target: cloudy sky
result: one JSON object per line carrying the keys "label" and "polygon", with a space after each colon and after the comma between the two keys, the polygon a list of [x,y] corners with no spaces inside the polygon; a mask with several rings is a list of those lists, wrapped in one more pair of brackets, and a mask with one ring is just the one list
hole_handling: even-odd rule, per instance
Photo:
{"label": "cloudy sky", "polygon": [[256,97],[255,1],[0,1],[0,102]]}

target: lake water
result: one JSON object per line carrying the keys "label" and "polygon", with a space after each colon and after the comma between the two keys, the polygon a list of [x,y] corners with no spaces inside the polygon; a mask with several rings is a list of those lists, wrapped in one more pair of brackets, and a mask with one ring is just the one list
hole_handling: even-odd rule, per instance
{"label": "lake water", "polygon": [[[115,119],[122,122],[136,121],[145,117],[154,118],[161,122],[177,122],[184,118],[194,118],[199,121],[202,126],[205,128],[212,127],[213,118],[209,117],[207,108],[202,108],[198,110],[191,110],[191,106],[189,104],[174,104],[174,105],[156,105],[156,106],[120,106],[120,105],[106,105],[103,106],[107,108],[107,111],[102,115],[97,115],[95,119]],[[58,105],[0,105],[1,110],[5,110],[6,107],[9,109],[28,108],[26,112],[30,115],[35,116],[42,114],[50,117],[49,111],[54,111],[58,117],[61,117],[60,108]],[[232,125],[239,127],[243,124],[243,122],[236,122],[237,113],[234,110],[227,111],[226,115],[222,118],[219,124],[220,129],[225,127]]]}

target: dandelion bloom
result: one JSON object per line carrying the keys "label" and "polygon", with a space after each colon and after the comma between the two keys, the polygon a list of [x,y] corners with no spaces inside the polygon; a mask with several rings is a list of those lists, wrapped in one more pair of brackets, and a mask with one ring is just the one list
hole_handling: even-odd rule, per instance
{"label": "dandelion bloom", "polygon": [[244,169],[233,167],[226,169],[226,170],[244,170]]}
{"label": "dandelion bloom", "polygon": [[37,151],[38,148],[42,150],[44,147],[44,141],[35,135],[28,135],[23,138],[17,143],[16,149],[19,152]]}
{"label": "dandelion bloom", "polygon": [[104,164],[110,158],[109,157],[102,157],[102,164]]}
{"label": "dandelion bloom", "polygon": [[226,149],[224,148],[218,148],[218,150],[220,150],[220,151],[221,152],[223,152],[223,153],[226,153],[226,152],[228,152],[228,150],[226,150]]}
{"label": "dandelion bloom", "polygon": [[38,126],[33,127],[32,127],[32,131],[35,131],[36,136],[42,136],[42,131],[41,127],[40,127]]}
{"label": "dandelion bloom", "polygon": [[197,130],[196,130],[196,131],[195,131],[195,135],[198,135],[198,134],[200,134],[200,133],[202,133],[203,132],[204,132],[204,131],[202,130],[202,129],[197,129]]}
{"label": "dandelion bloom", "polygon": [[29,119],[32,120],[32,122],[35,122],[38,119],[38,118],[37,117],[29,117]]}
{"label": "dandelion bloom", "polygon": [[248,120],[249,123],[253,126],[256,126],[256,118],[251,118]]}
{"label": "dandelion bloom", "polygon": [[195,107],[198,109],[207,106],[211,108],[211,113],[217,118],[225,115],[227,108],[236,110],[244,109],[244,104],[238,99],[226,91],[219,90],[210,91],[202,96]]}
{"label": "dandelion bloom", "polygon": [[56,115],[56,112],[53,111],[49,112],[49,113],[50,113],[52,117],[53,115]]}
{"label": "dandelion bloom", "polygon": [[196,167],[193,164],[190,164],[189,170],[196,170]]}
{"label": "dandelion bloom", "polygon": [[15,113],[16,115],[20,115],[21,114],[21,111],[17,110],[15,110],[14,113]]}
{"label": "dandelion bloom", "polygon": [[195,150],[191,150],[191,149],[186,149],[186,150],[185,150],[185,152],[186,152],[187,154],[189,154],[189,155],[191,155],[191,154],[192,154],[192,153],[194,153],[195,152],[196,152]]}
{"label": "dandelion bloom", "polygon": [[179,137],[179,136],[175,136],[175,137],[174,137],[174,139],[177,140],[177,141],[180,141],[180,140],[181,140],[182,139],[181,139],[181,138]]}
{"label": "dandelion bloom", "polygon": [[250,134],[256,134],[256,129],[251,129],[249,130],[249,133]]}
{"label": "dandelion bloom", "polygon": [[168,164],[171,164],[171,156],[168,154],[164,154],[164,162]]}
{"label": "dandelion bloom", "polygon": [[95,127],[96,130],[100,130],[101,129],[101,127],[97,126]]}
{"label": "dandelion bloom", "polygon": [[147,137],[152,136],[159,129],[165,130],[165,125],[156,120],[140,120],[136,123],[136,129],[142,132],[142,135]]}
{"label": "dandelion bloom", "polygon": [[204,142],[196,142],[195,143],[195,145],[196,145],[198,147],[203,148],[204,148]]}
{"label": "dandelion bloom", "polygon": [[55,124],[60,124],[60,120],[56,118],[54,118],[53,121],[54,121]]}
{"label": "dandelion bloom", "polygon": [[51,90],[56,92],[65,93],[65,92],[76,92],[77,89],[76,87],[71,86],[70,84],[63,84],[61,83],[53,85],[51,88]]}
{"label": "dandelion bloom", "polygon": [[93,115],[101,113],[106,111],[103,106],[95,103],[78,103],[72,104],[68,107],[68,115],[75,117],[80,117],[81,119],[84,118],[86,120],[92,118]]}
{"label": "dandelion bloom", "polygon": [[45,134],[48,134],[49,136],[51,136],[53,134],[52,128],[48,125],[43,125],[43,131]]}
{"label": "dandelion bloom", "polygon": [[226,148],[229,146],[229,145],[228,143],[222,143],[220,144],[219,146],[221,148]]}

++++++++++++++++++++

**Set exercise:**
Pick out each line of the data above that contains the string "target". The match must respect case.

**Exercise result:**
target: cloudy sky
target: lake water
target: dandelion bloom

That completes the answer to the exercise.